Отрывок текста:
---------------

Встретил он бандита в общественном туалете вокзала. Опознав врага, не мудрствуя долго, Василий Степанович скрутил свой поясной ремень в трубку, а потом, уперев его в спину преступника, на словах дед сообщил бандюгану, что это - револьвер и при лишнем движении, он, дескать, будет стрелять не задумываясь. Отконвоировав преступника в милицию, Василий Степанович показал ему "оружие", с помощью которого он его задержал. Бандит страшно и грязно ругался...
В конце концов, все войны закончились и наступила мирная жизнь в новой уже социалистической стране. В семье Василия и Анны Антоновых кроме старших детей Александра (1910), Михаила (1918), Алексея (1921) появилось еще двое ребятишек: младший сын Владимир (1924) и общая любимица Верочка (1926). К этому времени семья жила в Грязях в этом доме.
Дом, где жила семья Антоновых в Грязях (ныне уже снесен).
Наверное, лучше понять атмосферу тех лет поможет рассказ, написанный моим отцом.
«Это было не так давно, лет 35 тому назад в одном небольшом городке средней России. Мне было лет 12-13, и звали меня не Алексеем Васильевичем, а Лешкой, а больше Левшой или Лешка Сеченый, в память того, что объездчики бывшего графского сада поймали меня в саду и, за подбитый глаз сторожа, жестоко высекли. Но, несмотря на эту мученическую процедуру, я считался на нашей улице вожаком всех ребят и со своими побратимами Лешкой Сафоновым и Лешкой Дискантом был грозой не только ребят, но и парней постарше.
Период НЭПа и затихающий гул гражданской войны отразился на нашем мышлении, а уклад жизни маленького, заштатного города резко сузил наш взгляд на мир, на жизнь, не говоря уже о культуре и искусстве.
Я рос маленьким дикарем, не признавая авторитетов, не терпя никакого насилия. Нашими богами были старые революционеры и участники походов Буденного. По их слову мы могли выполнить даже невозможное. Вместо того, чтобы воровать в саду яблоки, мы сами становились в дозор и тогда была полная гарантия того, что уж ни одно яблоко не пропадет из сада.
Тот год так был насыщен событиями, что мы не успевали воспринять одно, как совершалось более грандиозное.
Рядом с нами в добротном, просторном доме жил священник о. Василий с матушкой. И не просто священник, а отец бывшего жандармского офицера, расстрелянного ЧК в 1918 году.
В 1929 церковь, в которой служил о. Василий закрыли и снесли, а на ее месте построили красивый клуб железнодорожников. О. Василий не выдержал и сошел с ума или, как мы говорили, «чокнулся». И его куда-то увезли, уехала и матушка. Дом заняли под ясли, а огромный сарай и конюшня пустовали и отлично служили нам местом сбора команды и нашим штабом.
В одну из темных весенних ночей ясли подожгли. Мы, конечно, приняли горячее участие в тушении пожара и, как потом оказалось, не без выгоды. На чердаке дома священника мы обнаружили два объемистых сундука, набитых книгами. В следующую ночь все книги мы перетаскали к себе на чердак и дня три-четыре были заняты разборкой этого клада.

---------------

Сохранённые записи:
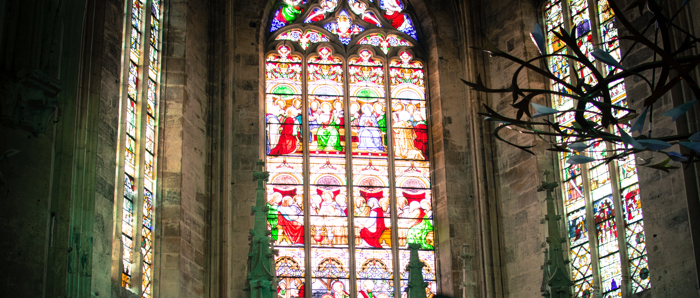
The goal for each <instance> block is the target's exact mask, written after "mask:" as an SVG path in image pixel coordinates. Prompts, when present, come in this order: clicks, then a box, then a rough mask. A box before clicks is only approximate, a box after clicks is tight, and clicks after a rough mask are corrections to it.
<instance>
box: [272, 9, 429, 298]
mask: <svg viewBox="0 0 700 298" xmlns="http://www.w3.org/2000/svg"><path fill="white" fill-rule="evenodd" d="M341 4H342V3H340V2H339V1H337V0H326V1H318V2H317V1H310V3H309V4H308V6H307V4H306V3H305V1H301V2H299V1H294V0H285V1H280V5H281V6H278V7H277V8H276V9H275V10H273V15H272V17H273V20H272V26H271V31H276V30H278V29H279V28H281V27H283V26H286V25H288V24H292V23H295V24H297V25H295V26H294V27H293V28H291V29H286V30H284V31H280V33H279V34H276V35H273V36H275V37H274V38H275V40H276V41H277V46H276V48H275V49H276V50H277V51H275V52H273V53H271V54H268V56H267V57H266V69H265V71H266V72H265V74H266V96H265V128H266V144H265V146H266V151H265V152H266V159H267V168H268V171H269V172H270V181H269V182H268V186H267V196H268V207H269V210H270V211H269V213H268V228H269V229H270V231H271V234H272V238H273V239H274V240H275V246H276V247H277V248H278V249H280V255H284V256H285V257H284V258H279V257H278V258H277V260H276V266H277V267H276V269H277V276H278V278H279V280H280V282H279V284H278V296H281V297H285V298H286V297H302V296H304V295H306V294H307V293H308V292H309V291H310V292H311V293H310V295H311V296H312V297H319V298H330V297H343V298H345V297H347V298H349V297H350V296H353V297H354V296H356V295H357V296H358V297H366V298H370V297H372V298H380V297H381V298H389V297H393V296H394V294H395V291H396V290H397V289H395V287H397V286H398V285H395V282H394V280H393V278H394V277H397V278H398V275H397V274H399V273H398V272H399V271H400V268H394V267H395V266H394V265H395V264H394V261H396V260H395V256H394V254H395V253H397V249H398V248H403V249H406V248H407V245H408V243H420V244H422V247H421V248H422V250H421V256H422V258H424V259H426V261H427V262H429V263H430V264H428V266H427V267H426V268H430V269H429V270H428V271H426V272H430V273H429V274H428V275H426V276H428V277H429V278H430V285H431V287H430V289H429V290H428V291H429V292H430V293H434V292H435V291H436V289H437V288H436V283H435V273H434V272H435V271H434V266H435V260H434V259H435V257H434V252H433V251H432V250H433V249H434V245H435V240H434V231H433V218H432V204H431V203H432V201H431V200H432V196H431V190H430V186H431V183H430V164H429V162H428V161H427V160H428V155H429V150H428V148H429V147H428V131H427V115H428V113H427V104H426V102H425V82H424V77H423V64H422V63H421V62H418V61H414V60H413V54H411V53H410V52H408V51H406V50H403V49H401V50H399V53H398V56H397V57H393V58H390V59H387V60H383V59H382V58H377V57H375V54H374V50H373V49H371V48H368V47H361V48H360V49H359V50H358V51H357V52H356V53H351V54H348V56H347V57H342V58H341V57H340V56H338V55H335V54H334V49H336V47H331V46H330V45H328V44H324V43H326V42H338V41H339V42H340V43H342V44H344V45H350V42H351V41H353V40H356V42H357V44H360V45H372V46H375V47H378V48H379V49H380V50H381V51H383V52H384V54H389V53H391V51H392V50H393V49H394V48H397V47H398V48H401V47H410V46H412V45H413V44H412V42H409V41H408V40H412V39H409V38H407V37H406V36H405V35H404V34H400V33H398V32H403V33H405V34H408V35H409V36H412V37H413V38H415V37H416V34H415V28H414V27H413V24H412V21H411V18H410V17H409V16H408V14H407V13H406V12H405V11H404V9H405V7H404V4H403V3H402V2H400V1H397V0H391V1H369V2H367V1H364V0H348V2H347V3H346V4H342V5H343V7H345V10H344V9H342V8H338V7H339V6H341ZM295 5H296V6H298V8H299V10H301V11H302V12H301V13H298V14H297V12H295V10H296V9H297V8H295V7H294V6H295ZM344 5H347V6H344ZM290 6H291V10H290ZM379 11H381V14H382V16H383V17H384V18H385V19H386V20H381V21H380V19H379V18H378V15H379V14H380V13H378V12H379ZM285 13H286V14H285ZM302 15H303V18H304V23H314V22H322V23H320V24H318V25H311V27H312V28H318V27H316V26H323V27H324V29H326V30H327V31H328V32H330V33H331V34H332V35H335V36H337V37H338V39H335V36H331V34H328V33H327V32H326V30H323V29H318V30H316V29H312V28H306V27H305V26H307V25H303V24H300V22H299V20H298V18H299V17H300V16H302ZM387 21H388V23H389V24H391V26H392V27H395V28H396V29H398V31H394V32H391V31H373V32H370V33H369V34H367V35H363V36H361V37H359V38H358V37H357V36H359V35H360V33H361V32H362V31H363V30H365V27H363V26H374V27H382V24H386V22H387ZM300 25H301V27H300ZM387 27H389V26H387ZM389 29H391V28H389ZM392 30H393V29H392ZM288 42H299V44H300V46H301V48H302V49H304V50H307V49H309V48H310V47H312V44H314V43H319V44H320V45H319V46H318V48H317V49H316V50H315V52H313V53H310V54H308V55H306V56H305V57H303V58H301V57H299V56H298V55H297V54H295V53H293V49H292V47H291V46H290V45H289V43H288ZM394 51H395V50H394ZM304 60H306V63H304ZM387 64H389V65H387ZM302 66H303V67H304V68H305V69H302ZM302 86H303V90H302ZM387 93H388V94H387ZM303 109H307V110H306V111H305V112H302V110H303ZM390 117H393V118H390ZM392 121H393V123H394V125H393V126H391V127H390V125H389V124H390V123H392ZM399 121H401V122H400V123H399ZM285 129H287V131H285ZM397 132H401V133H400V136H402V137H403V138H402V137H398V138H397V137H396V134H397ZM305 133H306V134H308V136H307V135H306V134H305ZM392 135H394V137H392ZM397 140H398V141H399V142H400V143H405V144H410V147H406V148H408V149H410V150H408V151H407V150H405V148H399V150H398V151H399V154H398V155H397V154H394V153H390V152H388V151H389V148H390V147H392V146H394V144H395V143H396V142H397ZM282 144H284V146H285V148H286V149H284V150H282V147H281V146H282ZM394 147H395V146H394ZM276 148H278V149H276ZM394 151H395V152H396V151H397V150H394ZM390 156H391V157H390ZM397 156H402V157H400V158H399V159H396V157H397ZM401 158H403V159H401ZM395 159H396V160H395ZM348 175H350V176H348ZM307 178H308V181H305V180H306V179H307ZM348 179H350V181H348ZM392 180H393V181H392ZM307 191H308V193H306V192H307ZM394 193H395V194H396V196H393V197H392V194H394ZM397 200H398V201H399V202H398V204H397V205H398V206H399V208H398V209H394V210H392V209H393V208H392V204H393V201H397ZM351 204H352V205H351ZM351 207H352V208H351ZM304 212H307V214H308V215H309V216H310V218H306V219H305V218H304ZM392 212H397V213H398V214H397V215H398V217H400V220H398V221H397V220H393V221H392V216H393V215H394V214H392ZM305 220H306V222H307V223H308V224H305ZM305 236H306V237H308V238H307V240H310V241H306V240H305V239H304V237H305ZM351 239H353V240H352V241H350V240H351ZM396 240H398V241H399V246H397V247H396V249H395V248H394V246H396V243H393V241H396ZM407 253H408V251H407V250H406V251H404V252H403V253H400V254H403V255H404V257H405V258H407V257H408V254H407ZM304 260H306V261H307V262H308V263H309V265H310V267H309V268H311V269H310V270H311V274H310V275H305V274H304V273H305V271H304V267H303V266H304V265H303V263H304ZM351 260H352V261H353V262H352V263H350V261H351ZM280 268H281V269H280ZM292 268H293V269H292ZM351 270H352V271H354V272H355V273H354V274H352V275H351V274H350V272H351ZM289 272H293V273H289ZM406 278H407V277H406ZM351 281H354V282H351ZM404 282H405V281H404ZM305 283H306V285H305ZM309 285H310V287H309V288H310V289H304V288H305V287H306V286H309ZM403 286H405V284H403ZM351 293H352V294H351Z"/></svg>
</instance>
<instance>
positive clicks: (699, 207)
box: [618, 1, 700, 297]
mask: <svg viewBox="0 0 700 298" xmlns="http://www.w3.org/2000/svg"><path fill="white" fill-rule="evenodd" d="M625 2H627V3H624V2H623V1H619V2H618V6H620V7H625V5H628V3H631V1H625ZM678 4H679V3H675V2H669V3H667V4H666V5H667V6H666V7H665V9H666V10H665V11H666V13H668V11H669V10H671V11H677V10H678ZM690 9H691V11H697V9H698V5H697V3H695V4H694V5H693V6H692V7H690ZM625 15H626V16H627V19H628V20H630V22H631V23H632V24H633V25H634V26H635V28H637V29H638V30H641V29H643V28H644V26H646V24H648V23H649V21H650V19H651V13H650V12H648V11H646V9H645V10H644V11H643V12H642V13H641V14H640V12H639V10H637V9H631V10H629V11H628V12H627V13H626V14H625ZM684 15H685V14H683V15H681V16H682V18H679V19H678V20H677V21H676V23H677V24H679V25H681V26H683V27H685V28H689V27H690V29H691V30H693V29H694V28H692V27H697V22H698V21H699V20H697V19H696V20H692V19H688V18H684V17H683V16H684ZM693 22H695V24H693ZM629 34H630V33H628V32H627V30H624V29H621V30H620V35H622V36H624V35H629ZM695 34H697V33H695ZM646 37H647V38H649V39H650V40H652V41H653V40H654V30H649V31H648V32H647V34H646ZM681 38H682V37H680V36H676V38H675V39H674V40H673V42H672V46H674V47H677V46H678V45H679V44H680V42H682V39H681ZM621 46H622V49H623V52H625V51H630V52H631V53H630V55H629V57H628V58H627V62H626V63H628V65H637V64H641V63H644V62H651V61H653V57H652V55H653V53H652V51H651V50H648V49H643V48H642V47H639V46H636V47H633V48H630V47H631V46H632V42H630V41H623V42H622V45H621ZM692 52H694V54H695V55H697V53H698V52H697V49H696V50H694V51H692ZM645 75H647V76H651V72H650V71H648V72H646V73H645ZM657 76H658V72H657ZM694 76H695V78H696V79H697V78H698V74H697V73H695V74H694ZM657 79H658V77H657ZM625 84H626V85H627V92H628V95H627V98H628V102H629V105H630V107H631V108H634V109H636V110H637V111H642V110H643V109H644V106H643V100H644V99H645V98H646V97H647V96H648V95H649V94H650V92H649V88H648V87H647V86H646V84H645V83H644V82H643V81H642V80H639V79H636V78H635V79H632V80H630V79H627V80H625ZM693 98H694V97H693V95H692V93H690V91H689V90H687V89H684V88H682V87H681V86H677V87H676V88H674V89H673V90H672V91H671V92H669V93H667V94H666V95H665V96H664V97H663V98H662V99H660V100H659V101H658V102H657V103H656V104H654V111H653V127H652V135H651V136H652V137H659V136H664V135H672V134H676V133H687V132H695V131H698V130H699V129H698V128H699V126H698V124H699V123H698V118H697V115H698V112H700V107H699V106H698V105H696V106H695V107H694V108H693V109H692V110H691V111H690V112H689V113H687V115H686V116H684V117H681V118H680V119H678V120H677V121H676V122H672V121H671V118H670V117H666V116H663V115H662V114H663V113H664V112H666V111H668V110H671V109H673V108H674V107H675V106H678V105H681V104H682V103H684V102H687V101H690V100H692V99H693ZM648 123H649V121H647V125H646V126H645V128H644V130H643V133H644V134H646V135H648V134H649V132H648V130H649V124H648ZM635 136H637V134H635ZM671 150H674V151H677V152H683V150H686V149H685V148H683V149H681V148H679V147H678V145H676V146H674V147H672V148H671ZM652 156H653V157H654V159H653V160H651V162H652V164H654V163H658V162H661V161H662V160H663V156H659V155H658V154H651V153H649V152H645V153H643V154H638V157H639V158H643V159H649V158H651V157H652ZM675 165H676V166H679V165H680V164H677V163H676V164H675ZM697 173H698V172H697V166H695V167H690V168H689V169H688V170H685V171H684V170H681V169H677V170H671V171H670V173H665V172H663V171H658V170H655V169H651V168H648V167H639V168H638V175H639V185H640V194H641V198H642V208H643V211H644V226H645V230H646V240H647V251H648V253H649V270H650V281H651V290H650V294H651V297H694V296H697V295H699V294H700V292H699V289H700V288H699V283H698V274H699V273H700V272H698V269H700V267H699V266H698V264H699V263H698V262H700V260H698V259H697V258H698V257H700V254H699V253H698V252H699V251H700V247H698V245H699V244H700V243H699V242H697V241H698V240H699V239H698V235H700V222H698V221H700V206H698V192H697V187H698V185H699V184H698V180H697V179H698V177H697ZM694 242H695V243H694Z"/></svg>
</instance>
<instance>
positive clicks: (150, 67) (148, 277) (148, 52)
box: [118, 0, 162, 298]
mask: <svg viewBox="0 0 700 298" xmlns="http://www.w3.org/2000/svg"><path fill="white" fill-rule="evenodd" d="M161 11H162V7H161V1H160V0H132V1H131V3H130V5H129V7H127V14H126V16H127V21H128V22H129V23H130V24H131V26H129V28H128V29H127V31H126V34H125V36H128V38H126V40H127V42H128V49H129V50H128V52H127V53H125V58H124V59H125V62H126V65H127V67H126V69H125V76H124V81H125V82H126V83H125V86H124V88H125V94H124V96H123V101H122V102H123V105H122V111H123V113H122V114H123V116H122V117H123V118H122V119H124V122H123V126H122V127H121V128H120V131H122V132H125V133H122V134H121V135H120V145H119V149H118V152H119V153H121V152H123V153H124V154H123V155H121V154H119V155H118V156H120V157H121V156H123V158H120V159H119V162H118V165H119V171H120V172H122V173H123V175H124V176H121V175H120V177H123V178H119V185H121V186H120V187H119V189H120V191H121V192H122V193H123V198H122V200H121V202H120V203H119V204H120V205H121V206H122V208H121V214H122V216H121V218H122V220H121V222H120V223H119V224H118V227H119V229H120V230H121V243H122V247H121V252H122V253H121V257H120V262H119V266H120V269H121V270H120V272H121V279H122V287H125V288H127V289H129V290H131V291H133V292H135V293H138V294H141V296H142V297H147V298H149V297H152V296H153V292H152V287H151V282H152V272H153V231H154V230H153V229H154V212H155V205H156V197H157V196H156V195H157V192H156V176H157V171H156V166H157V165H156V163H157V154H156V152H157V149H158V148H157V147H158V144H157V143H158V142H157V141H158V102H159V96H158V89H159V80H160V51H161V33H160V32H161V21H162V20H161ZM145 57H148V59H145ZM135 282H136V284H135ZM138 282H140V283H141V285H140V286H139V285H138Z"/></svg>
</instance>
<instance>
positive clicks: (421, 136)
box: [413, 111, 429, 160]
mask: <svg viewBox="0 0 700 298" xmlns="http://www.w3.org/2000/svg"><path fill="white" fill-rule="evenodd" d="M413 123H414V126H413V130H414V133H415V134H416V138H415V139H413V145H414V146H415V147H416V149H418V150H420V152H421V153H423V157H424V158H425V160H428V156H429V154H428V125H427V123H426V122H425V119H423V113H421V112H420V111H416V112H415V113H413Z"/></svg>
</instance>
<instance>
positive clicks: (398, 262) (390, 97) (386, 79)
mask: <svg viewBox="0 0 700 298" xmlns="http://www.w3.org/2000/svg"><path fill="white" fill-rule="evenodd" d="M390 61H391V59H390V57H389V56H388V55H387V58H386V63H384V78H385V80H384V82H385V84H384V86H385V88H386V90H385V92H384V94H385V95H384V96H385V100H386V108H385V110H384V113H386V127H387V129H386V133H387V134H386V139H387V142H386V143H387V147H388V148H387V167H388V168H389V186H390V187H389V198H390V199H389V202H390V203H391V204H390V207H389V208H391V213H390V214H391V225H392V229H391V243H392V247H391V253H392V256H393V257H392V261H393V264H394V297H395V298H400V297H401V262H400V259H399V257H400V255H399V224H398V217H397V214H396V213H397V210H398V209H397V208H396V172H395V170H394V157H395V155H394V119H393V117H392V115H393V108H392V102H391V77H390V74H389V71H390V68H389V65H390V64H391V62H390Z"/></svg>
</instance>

---------------

Задание:
Изложите короче абзац отрывка, начинающийся словами «В 1929 церковь», сохранив его основные факты. Опирайтесь только на отрывок.

Ответ:
В 1929 году церковь, где служил о. Василий, закрыли и снесли, а на её месте построили клуб железнодорожников. О. Василий сошёл с ума, и его увезли. Матушка тоже уехала. В доме разместили ясли. Пустовавшие сарай и конюшня стали для ребят местом сбора и штабом.